• Consegne dell'esercizio:
A – Traduci in inglese questa frase del brano di partenza: "Non siamo figli di un «gene protozoico», ma di un «genio chiacchierone»."
B – Nel brano di partenza, da che cosa è spezzato in due il Tronco?

• Brano di partenza:
# # #
Il Passato è il Velo che vuole svelarsi a se stesso: il Presente e il Futuro non sono che le sue «due dimensioni» postume. Il Passato è il Tronco spezzato in due dalle corna di Bisonte. Comprendi l’allusione?

Non siamo figli di un «gene protozoico», ma di un «genio chiacchierone». Non siamo malati che di «parole umane», di quel che «si dice» essere uomo.
Dal fondo del Passato, dal Legno dell’Albero «dimezzato» (quando Uno divenne Due), dalle Radici della Diadequalcuno, NOI veniamo a sentire il suo presente e a presentire il suo futuro, nominandoli.
# # #
• Dati da esaminare:
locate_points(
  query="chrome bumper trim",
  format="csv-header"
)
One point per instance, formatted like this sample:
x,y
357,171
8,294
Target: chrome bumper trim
# # #
• Soluzioni per consegna:
A – We are not children of a "protozoic gene," but of a "chatty genius."

B – Dalle corna di Bisonte.